LDConv: Linear deformable convolution for improving convolutional neural networks

Neural networks based on convolutional operations have achieved remarkable results in the field of deep learning, but there are two inherent flaws in standard convolutional operations. On the one hand, the convolution operation is confined to a local window, so it cannot capture information from other locations, and its sampled shapes is fixed. On the other hand, the size of the convolutional kernel are fixed to k $\times$ k, which is a fixed square shape, and the number of parameters tends to grow squarely with size. Although Deformable Convolution (Deformable Conv) address the problem of fixed sampling of standard convolutions, the number of parameters also tends to grow in a squared manner. In response to the above questions, the Linear Deformable Convolution (LDConv) is explored in this work, which gives the convolution kernel an arbitrary number of parameters and arbitrary sampled shapes to provide richer options for the trade-off between network overhead and performance. In LDConv, a novel coordinate generation algorithm is defined to generate different initial sampled positions for convolutional kernels of arbitrary size. To adapt to changing targets, offsets are introduced to adjust the shape of the samples at each position. LDConv corrects the growth trend of the number of parameters for standard convolution and Deformable Conv to a linear growth. Moreover, it completes the process of efficient feature extraction by irregular convolutional operations and brings more exploration options for convolutional sampled shapes. Object detection experiments on representative datasets COCO2017, VOC 7+12, and VisDrone-DET2021 fully demonstrate the advantages of LDConv. LDConv is a plug-and-play convolutional operation that can replace the convolutional operation to improve network performance. The code for the relevant tasks can be found at https://github.com/CV-ZhangXin/LDConv.

## DATASET CONTENT
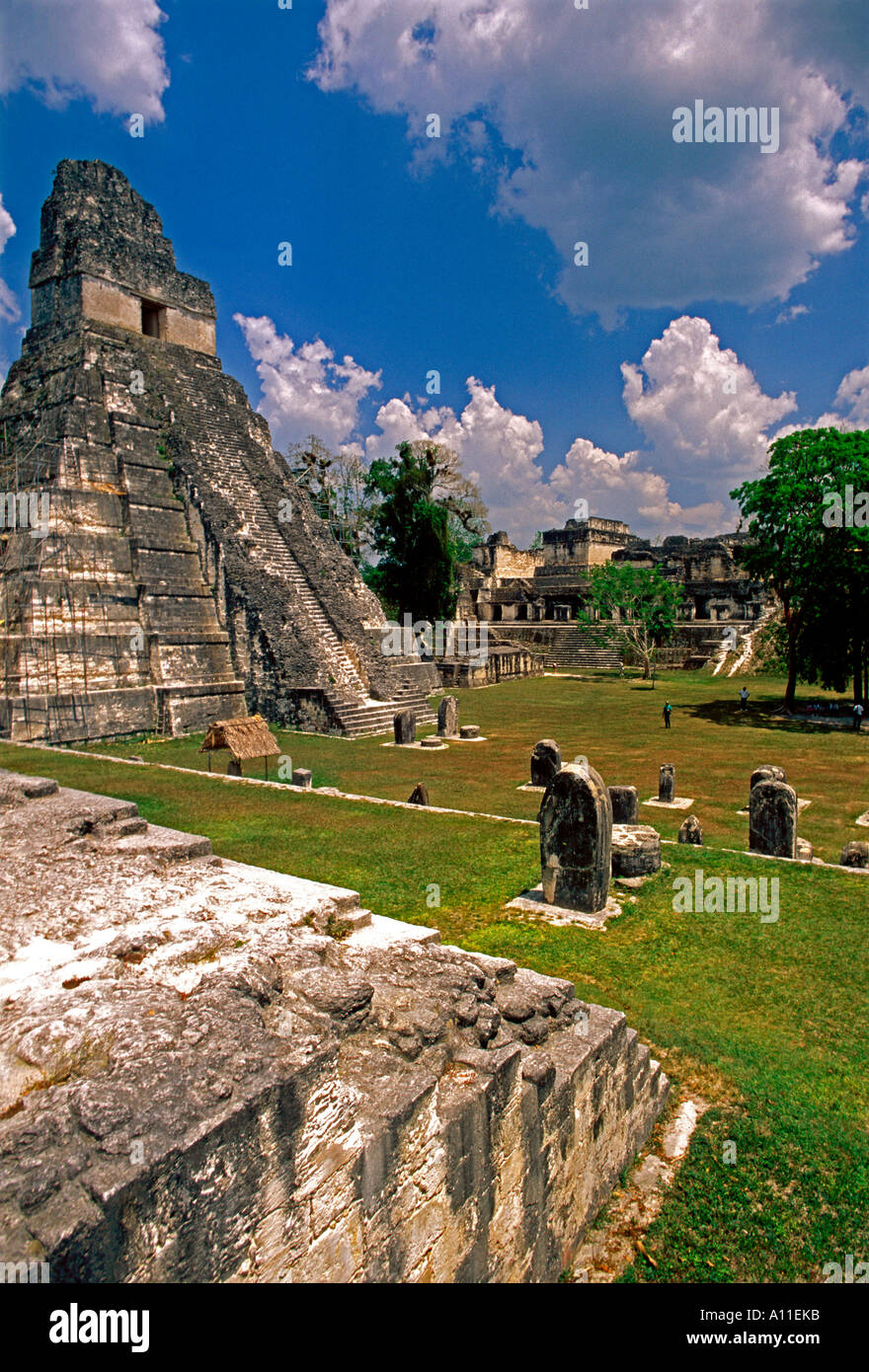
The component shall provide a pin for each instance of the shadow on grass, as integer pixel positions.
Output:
(762, 717)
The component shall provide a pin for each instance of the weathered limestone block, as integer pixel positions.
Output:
(636, 850)
(666, 782)
(771, 819)
(545, 762)
(209, 1086)
(855, 854)
(766, 774)
(576, 838)
(690, 832)
(625, 804)
(404, 726)
(447, 717)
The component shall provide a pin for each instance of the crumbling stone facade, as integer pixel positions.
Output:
(534, 595)
(217, 1073)
(182, 576)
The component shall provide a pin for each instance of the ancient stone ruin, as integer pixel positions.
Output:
(404, 727)
(690, 832)
(533, 595)
(625, 804)
(545, 762)
(213, 1072)
(576, 840)
(773, 813)
(447, 718)
(180, 576)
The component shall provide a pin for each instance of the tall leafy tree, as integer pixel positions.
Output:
(641, 601)
(425, 520)
(810, 542)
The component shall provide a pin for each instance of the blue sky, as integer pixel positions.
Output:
(725, 295)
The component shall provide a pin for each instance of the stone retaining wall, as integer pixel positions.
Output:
(211, 1072)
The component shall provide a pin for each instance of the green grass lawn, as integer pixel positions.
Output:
(618, 726)
(766, 1020)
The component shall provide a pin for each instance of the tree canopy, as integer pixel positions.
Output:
(643, 604)
(809, 524)
(426, 517)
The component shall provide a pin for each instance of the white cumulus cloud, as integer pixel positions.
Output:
(703, 415)
(569, 115)
(105, 49)
(305, 390)
(700, 408)
(851, 402)
(10, 310)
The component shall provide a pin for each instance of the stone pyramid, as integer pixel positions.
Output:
(159, 569)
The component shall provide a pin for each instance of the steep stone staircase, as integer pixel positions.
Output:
(222, 452)
(567, 647)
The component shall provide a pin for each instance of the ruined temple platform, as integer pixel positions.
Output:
(210, 1072)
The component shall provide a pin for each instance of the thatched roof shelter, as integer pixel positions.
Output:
(245, 738)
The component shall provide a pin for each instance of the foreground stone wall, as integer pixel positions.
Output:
(210, 1072)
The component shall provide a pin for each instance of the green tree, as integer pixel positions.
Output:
(810, 542)
(643, 604)
(425, 519)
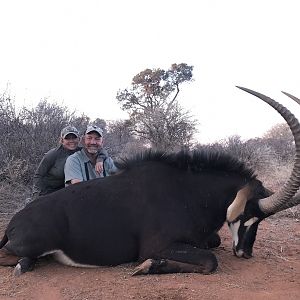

## PROBLEM REQUIREMENTS
Copy the text on linear deformable convolution above in full, word for word.

## SOLUTION FOR THIS EXERCISE
LDConv: Linear deformable convolution for improving convolutional neural networks

Neural networks based on convolutional operations have achieved remarkable results in the field of deep learning, but there are two inherent flaws in standard convolutional operations. On the one hand, the convolution operation is confined to a local window, so it cannot capture information from other locations, and its sampled shapes is fixed. On the other hand, the size of the convolutional kernel are fixed to k $\times$ k, which is a fixed square shape, and the number of parameters tends to grow squarely with size. Although Deformable Convolution (Deformable Conv) address the problem of fixed sampling of standard convolutions, the number of parameters also tends to grow in a squared manner. In response to the above questions, the Linear Deformable Convolution (LDConv) is explored in this work, which gives the convolution kernel an arbitrary number of parameters and arbitrary sampled shapes to provide richer options for the trade-off between network overhead and performance. In LDConv, a novel coordinate generation algorithm is defined to generate different initial sampled positions for convolutional kernels of arbitrary size. To adapt to changing targets, offsets are introduced to adjust the shape of the samples at each position. LDConv corrects the growth trend of the number of parameters for standard convolution and Deformable Conv to a linear growth. Moreover, it completes the process of efficient feature extraction by irregular convolutional operations and brings more exploration options for convolutional sampled shapes. Object detection experiments on representative datasets COCO2017, VOC 7+12, and VisDrone-DET2021 fully demonstrate the advantages of LDConv. LDConv is a plug-and-play convolutional operation that can replace the convolutional operation to improve network performance. The code for the relevant tasks can be found at https://github.com/CV-ZhangXin/LDConv.